* Begin Working data *
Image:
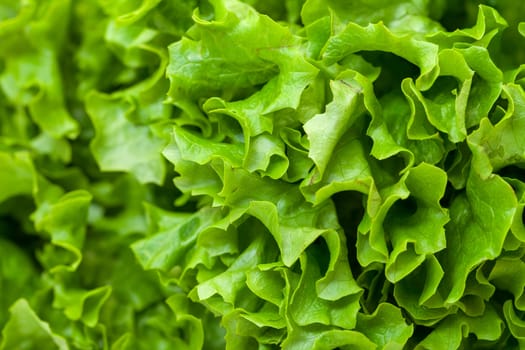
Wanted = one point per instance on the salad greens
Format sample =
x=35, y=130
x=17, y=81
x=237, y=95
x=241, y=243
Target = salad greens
x=262, y=174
* End Working data *
Given request: Return every line of the data above word for word, but leave out the pictures.

Response to this exercise:
Image:
Wanted = one point per instance on the salad greens
Format sample =
x=35, y=130
x=17, y=81
x=237, y=95
x=241, y=243
Target = salad greens
x=262, y=174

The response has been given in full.